[Natural language region descriptions]
_ _ _ _
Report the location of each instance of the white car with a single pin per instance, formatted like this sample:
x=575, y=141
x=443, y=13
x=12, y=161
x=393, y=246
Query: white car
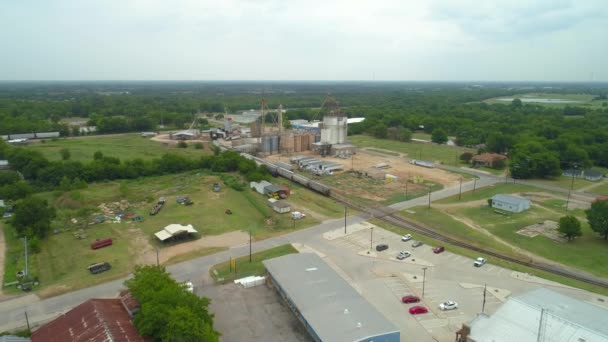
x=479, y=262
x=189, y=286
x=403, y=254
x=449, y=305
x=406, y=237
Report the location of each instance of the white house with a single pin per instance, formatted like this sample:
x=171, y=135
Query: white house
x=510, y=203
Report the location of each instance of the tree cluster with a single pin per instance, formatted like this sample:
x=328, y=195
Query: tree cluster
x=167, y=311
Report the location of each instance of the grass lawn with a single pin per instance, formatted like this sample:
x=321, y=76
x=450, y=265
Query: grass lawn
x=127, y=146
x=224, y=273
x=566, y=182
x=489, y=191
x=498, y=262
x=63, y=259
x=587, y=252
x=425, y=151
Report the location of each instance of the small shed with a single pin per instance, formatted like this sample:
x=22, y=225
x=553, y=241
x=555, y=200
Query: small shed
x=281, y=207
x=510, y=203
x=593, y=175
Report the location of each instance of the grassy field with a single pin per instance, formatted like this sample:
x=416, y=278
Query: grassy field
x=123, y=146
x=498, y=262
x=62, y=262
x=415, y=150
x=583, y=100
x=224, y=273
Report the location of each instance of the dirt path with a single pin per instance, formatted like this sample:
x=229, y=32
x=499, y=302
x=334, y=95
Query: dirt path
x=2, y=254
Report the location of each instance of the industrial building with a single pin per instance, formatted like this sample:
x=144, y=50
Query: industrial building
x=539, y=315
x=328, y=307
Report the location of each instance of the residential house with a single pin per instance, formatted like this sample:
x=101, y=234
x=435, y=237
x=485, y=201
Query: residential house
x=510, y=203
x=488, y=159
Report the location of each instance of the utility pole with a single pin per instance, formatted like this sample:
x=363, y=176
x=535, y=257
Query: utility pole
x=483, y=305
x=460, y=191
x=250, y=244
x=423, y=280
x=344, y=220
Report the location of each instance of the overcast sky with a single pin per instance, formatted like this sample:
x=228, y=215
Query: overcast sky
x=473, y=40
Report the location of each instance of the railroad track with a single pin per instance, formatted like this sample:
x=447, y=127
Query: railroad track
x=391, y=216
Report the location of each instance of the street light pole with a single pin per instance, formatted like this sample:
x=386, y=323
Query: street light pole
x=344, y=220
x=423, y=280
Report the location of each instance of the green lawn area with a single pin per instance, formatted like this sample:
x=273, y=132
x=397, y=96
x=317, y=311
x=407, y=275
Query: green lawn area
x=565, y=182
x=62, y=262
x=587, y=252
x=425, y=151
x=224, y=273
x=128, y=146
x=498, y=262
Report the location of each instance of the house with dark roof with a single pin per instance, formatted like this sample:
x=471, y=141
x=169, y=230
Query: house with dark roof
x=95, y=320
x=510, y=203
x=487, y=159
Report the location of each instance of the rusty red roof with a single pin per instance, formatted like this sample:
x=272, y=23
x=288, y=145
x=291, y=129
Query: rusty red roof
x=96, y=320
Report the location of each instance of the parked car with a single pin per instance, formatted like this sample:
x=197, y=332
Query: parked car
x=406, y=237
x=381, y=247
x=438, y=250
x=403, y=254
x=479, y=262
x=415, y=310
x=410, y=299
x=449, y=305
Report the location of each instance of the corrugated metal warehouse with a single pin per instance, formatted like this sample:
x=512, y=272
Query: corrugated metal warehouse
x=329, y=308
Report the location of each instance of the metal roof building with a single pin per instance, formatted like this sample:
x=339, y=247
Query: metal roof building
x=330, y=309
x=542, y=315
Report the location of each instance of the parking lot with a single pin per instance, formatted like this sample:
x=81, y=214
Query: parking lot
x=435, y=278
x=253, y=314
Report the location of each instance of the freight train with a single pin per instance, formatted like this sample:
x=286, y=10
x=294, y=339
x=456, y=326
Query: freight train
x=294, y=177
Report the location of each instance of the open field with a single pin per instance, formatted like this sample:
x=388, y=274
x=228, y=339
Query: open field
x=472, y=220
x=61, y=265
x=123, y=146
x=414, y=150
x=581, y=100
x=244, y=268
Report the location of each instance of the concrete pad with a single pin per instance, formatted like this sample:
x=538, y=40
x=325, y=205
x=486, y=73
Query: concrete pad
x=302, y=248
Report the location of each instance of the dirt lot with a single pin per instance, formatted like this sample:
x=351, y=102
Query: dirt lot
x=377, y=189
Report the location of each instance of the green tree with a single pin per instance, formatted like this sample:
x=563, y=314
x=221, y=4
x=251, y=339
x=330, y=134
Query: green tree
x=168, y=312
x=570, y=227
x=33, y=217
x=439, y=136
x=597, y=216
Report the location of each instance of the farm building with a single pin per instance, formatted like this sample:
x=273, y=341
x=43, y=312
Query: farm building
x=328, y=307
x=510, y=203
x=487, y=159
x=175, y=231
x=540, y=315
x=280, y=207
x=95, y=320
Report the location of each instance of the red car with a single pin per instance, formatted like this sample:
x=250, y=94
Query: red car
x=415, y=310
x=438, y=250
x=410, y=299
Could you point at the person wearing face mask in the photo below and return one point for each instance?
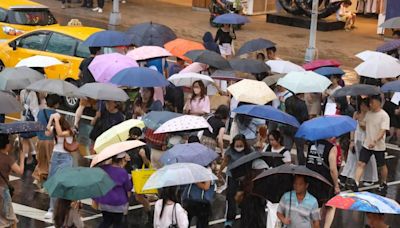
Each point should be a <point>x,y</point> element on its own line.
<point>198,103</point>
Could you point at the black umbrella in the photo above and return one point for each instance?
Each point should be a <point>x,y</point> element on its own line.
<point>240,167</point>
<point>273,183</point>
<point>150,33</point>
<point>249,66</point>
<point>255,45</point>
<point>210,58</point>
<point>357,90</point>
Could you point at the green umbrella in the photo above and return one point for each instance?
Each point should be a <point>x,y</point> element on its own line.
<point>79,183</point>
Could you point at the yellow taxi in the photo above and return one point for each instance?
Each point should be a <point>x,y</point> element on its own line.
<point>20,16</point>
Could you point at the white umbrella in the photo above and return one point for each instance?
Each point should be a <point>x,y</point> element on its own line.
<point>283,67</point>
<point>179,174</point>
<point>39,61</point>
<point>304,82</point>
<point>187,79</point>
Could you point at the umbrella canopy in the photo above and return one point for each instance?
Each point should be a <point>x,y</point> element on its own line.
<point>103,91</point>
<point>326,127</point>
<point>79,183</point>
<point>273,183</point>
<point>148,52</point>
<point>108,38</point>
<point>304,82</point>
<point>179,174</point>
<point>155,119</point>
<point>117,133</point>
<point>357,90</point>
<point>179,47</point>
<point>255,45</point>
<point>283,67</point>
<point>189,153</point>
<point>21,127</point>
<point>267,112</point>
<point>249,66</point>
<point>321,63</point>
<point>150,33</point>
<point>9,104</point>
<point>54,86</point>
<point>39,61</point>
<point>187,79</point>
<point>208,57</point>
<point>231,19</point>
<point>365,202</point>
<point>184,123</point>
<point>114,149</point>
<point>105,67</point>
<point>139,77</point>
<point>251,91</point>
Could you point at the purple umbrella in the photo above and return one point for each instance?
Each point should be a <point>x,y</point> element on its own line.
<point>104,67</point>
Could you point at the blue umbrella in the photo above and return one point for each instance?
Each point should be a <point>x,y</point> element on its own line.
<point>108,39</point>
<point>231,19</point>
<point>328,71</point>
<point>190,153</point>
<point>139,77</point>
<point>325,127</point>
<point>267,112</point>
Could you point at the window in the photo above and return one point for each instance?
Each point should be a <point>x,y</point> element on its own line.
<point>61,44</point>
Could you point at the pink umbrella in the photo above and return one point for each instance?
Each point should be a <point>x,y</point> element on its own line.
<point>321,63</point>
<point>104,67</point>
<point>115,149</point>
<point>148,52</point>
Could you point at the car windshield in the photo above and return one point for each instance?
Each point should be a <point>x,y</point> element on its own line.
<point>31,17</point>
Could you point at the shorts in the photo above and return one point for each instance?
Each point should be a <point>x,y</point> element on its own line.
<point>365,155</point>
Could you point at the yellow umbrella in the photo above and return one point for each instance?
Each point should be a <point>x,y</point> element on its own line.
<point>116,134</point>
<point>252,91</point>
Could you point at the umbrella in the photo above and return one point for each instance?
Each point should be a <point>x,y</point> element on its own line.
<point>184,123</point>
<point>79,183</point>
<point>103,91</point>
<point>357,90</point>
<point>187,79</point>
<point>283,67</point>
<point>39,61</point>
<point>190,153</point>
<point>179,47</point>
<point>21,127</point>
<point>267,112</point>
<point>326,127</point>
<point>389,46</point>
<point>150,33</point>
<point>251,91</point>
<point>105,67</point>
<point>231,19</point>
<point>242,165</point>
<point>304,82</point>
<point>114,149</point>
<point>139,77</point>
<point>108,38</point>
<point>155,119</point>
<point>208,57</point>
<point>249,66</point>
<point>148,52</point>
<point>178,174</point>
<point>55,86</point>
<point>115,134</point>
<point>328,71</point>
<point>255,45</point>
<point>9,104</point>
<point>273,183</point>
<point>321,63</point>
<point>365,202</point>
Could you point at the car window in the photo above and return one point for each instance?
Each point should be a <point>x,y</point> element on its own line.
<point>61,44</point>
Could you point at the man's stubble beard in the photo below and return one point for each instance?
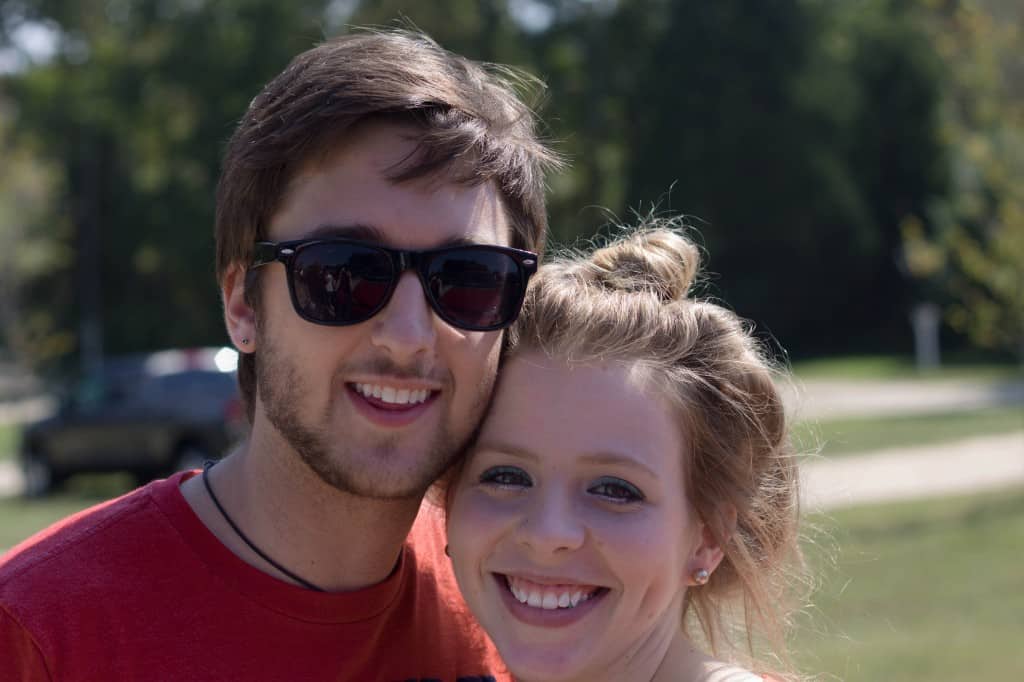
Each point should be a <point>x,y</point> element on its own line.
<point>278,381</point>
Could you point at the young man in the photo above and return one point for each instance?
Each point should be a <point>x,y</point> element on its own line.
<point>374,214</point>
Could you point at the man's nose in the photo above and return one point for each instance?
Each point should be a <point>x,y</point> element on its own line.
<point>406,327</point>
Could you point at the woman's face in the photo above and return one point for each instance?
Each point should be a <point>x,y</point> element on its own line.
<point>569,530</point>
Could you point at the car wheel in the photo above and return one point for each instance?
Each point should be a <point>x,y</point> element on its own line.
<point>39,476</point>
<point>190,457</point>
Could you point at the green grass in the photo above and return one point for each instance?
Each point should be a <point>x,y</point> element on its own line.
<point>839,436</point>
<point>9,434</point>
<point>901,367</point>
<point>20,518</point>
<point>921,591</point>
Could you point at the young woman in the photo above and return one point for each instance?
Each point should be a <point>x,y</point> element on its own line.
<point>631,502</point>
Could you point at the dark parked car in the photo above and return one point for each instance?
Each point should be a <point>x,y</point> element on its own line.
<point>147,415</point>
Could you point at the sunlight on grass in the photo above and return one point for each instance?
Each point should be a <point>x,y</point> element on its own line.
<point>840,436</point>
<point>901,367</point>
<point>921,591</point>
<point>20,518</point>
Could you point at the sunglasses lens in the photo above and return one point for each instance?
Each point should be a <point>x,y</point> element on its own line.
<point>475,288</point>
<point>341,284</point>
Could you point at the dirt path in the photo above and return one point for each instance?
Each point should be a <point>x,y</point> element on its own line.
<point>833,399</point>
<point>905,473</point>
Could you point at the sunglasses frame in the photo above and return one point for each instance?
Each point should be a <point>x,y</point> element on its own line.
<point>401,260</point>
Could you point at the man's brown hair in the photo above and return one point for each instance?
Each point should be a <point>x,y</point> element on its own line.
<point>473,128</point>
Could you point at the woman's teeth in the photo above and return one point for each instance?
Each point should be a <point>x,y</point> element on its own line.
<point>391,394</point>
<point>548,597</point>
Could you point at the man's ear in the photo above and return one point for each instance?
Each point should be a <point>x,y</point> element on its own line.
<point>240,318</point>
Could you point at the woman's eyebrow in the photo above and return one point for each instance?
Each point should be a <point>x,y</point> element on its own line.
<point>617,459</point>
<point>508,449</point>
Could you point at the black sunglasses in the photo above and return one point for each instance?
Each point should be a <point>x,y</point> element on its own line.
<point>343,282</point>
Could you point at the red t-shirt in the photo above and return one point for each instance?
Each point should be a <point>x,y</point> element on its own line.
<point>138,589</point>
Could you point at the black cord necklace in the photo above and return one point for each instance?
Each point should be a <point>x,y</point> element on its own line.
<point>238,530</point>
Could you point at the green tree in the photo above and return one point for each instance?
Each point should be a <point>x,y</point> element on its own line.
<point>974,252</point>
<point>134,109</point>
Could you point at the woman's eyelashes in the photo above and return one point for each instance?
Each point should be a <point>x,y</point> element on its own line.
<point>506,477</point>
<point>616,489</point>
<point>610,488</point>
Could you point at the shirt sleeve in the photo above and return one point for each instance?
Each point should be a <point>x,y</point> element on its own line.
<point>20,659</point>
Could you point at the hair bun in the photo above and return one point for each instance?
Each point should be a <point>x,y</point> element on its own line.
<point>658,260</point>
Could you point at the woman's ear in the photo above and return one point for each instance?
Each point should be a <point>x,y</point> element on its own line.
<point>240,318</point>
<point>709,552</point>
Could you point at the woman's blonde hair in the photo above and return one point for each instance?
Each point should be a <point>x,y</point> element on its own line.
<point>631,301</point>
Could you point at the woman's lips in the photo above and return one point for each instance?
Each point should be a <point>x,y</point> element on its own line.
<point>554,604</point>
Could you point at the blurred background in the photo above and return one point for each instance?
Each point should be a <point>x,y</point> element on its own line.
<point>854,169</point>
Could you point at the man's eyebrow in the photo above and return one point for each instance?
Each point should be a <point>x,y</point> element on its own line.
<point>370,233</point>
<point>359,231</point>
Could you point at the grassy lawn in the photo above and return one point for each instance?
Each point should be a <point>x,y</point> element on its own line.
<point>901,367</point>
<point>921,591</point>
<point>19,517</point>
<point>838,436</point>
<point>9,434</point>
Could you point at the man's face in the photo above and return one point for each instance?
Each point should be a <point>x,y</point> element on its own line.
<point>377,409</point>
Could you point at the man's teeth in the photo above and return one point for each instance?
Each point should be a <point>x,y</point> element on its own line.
_ _ _ _
_Goal of the exercise_
Your answer should be the lines above that contain the word "yellow", copied out.

_Completed task_
Could you point at the yellow taxi in the photo above and return one point for each instance?
Could you point at the yellow umbrella in the photo above and return one point for each instance?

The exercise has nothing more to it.